The whole listing is to be restated word for word with no images.

(SOURCE RECORDS)

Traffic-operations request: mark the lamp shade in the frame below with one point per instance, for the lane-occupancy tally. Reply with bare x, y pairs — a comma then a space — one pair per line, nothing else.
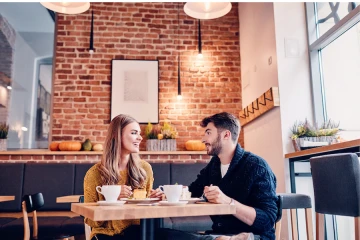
207, 10
67, 7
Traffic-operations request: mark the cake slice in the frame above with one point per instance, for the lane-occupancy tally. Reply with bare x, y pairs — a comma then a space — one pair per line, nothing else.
139, 194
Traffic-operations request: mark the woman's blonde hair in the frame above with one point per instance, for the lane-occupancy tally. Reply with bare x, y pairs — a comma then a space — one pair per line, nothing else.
109, 167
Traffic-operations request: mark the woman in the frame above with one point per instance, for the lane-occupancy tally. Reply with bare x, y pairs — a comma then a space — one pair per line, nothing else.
120, 165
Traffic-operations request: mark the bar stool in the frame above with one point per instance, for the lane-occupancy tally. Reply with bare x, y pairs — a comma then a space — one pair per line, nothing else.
336, 180
294, 201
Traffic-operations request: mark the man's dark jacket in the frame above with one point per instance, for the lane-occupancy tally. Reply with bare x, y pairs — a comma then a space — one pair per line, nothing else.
250, 181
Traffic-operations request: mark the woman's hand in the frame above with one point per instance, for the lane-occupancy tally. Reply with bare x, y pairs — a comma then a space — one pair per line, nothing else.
126, 191
157, 193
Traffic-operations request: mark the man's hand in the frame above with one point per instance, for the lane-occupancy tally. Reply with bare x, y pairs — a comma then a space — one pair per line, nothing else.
215, 195
125, 191
157, 193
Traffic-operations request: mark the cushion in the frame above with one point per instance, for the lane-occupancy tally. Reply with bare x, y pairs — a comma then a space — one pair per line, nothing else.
52, 180
192, 224
11, 183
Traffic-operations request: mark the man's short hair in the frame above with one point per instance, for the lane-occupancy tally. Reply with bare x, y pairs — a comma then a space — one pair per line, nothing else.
224, 121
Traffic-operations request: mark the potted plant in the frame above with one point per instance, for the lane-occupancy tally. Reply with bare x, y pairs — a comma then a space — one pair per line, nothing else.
4, 130
304, 135
160, 138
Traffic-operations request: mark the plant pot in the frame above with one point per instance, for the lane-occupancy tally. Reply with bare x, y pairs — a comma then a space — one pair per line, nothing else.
296, 145
3, 144
161, 145
312, 142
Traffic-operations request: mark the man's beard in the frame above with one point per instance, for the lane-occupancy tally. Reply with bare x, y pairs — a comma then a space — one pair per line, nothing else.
215, 147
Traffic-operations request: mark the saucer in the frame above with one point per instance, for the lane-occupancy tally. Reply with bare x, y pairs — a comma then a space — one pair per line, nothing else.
166, 203
105, 203
191, 200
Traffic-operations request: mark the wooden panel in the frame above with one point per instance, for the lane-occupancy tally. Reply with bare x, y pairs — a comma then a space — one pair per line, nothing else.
6, 198
48, 152
132, 211
260, 106
68, 199
333, 147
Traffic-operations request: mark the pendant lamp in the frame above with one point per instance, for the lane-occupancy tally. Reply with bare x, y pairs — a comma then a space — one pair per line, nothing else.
91, 49
67, 7
199, 40
207, 10
179, 97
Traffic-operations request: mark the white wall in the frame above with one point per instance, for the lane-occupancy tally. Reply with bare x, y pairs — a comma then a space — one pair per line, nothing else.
261, 38
23, 97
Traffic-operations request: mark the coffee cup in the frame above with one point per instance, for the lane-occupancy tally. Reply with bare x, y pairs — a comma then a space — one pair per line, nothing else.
110, 192
172, 192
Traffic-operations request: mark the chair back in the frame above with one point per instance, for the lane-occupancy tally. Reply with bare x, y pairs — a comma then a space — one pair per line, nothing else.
293, 202
33, 202
336, 180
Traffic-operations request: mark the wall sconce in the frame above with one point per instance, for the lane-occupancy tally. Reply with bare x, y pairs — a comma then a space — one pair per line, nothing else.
207, 10
67, 7
199, 41
91, 49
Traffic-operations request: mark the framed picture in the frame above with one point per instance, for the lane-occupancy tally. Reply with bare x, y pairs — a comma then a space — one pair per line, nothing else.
135, 89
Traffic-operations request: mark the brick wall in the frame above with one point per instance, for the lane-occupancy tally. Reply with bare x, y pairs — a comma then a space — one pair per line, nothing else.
81, 104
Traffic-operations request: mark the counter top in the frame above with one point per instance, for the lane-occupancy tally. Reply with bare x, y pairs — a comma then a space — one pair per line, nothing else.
48, 152
332, 147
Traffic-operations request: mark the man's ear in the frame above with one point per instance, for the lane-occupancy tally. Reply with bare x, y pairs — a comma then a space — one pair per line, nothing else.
227, 134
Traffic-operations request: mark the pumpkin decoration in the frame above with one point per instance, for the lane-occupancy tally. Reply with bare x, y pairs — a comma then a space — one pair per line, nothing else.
97, 147
70, 146
54, 146
194, 145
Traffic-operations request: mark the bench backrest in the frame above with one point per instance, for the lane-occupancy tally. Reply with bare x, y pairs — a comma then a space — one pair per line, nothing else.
61, 179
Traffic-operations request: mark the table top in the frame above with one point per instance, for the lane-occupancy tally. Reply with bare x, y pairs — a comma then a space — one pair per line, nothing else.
6, 198
68, 199
133, 211
324, 149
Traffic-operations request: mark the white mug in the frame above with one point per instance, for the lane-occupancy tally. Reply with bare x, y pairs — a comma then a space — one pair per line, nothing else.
172, 192
110, 192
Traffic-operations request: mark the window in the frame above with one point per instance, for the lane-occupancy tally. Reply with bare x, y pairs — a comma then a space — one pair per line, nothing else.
334, 43
26, 49
334, 38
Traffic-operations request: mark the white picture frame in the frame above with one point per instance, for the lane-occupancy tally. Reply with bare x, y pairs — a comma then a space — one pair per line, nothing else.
135, 89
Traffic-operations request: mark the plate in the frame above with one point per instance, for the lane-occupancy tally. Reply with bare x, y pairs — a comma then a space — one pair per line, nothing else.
191, 200
105, 203
146, 200
166, 203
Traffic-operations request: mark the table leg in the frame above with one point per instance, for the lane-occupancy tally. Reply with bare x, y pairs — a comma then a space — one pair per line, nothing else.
292, 176
143, 229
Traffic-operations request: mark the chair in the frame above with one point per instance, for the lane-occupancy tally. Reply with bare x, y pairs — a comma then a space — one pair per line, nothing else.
294, 201
31, 203
336, 180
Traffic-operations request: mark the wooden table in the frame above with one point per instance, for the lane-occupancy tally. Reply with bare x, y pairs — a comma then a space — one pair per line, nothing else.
305, 155
68, 199
144, 213
6, 198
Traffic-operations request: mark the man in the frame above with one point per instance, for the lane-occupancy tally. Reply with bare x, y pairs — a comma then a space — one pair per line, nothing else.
237, 177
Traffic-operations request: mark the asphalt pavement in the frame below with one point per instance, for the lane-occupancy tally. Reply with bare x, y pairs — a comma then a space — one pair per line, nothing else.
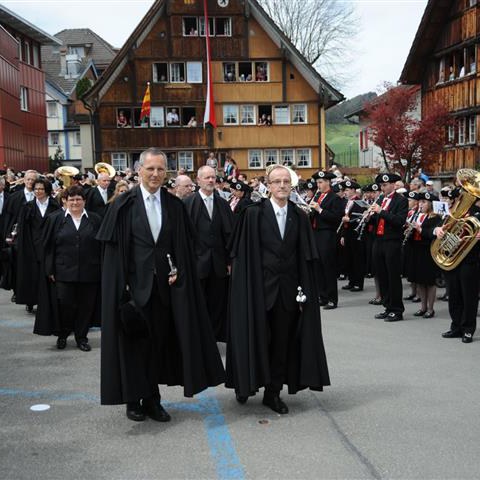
403, 404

(End SOURCE RECORDS)

| RESPONSE FOR THIS EXERCISE |
Traffic-operations request: mark the lamp shade in the frame below with one point per instance, for the lane-occupancy tally. Reply with bare x, y pairs — a comma then a space — one pair per line, nothing else.
207, 10
67, 7
Traffic-operations request: mark the cake slice in the frame above with one point per instance, for the lane-occupancy tally. Reply with bare x, y pairs — a comma then a space — one pair per line, nothing else.
139, 194
Traffic-operations request: mark the woman's blonde hair in the frame above with one point per instance, for the lane-occupancy tally. Reply with bare x, y pairs — a comma then a space — one pair per line, nothing else.
109, 167
Traffic-operations request: mark the woman in the frame above with one point per instance, for the lane-occupancy tally. Reply with bare x, y pairs — a comma then a space — one pair per line, nothing else.
120, 165
Traffic-operations request: mark the bar stool in the frame above with one point per instance, for the lane-occupancy tally. Reply with bare x, y pairs — a comma then a space — one pair per line, nothing else.
336, 180
294, 201
Traffic-operations request: mark the man's dark jacket in the frame above with one point per instance, for the lane-occupancy tally. Reply with bare x, y pairs — a comma then a space — one pair per line, nothing else.
250, 181
Traffic-operations request: mark the woman's hand in the frame above with one point per instance, for the lane-occupancy tally. Reply with bare x, y pairs — a comma then a space — one pair per line, nothing else.
126, 191
157, 193
Traffic-operations request: mark the man's hand in the frame above with one point per instance, for the lane-occupancy tally. Reply with bare x, y pairs — a comma then a space — one pair per line, nothing else.
215, 195
125, 191
157, 193
Traffic-operations request: mark the cushion in the frame above with one point per instance, for the lane-occupancy tally. Reply with bare x, y pairs — a comma then a space — one pair per line, nothing else.
52, 180
192, 224
11, 183
Traffic-operations request: mark the man's short hair in the frame above with one point per instance, for the lane-occupancy tally. Reply with bare x, y pairs — a comma then a space — one pair per line, nothing else.
224, 121
Traffic-operations request: mark the potted plant in the frame above with one point per instance, for the lane-occupancy tally. Reply with bare x, y pairs — a comma then a space — one pair per line, nothing else.
4, 130
304, 135
160, 138
Traffic-operations request: mark the plant pot in the frame above with one point per instance, for the lane-occupancy tally. Reply with bare x, y pairs — a comma then a space — one pair per line, nothing else.
296, 145
3, 144
161, 145
312, 142
Traffic-operations request: mark the man's beard in the frame above with one point per instance, for the lane-occupancy tally. Reply with bare x, y pairs — a comma then a space — one pair per line, nothing else.
215, 147
Traffic-operations request: mark the saucer in the frame above with one point per instance, for the lane-occupancy tally. Reply with bare x, y pairs — a comma then a space — one pair per line, nothing else.
166, 203
105, 203
191, 200
Traffic-operations request: mark the wooden panel in the frame above with one point per instance, for the lane-occupancy tally. Reply with bare x, y pairs — a comma then a space — one pair per line, nothing else.
6, 198
48, 152
132, 211
260, 106
68, 199
333, 147
Traffic-operations request: mark the pendant lamp in the frame above with one point per instance, for the lane-occupancy tally. Reply with bare x, y pairs — a comma then a space — one pair per line, nothing else.
91, 49
67, 7
199, 40
207, 10
179, 97
Traffic-operations request: mark the white wall in the frame above with one point per instance, for the lane-occupancy tally. Reply with bare x, y pairs — a comma then a space — one pair per line, nothing else.
261, 38
23, 97
Traffic-operations request: mark the coffee cup in the frame above with one point per instance, for the lane-occupancy tally. Reply with bare x, y pairs — a comma then a space — one pair per line, nothing else.
110, 192
172, 192
Traffic-operations request: mark the chair back in the frame above with one point per instance, for the lane-occupancy tally. Reply with bare x, y pairs — a comma then a space — one pair per line, nothing else.
293, 202
33, 202
336, 180
Traffic-operations request: mark the wall sconce in the frame above with one point per instance, for the lane-occupancy tally. Reply with bare x, y pairs — a comma then a space — one pair per line, nothing else.
207, 10
67, 7
199, 41
91, 49
Traffic-operations request: mark the framed picture in the frame above with one point per instance, for the lane-occupancy tally. Reply with bare x, y pairs — a comma then a space — one pair per line, nothing else.
135, 89
Traffic-operations request: mark the brick wall in the frame above with one point per instance, for the lane-occupancy tally. Reply with bare x, y pairs — a comma then a space — one pair per line, nothing else.
81, 104
Traffic-operations request: mark the counter top in the frame above with one point per instance, for the lane-occupancy tally. Reply with bare x, y pairs — a comma then a space — one pair per line, nothing else.
48, 152
332, 147
Traffic-operations request: mark the man's ear in the frame above with one point per instance, for the lane-occupancy tally. Reply with bare x, y pairs — a comma then a space — one pair per line, nothing else.
227, 134
Traffic-operations request: mark the pumpkin decoration in the frame above with one point per instance, for the lane-occupancy tally. Reply with bare x, y pairs — a comma then a space — one pair per line, nothing else.
97, 147
70, 146
54, 146
194, 145
Traffic-operations request: mark the bench backrest in the frame above with one point per instance, for the lane-occupancy tally. Reply with bare x, y pairs — a comma then a space — one pair per line, nothing else.
61, 179
Traffic-operations request: mark the table top in the frame above with one point per instance, for the lane-occupancy tally. Reply with bare x, y pairs — a comma then a space — one pair per line, nothing else.
6, 198
68, 199
133, 211
324, 149
Traffic-operations request: mark the white mug in the frame above with one point per instance, for the lane-occupancy tally. Reply with bare x, y pairs — a comma then a space — one pair per line, nothing else.
172, 192
110, 192
Traffic-operations request: mark the window in the frame above with one point per instance, for the lane-occupancy tally. Reply with bare x, y pairs — a comma then a space — one pair per line, nothing else.
334, 43
26, 49
334, 38
Traffic-operations request: mark the white picture frame in the frame above with one point per instance, for the lane-occupancy tally. Reply with bare x, y pairs — a comma then a space — one pair per line, nothing else.
135, 89
Traffic-operations request: mark the plate in the frame above with one point per instance, for the lane-occupancy tally. Reply with bare x, y pairs — a comma then a space — one pair per line, nothing else.
191, 200
105, 203
146, 200
166, 203
Traffic-operations request: mark the table leg in the frame above with one point per instance, for the lane-occupancy tally. Reply with bare x, y pairs — a comma then a space — one pair per line, nothing else.
292, 176
143, 229
Traffic-operations request: mark the chair in the frame above with one point per instance, for the lane-occupancy tally. Reply with bare x, y pairs — a comma then a space — one pair per line, nothing else.
294, 201
31, 203
336, 180
Traffic-operations request: mark the wooden table in the frame above with one point per instance, for the lane-occupancy tally. Reply with bare x, y pairs — a comma then a space — one pair per line, nothing else.
305, 155
68, 199
144, 213
6, 198
Traffic-operations request: mark the man in the frame above with one point per instance, for the lane-occupancy tally. Reply with bare x, y pairs — a comma then a space — one pair per line, nothing else.
237, 177
Traffic-operations request: mark the asphalt pavement in the frame below with one point per instance, for the lane-occupancy tally. Reply with bare x, y pairs — a comma then a space — one pair per line, nothing else.
403, 404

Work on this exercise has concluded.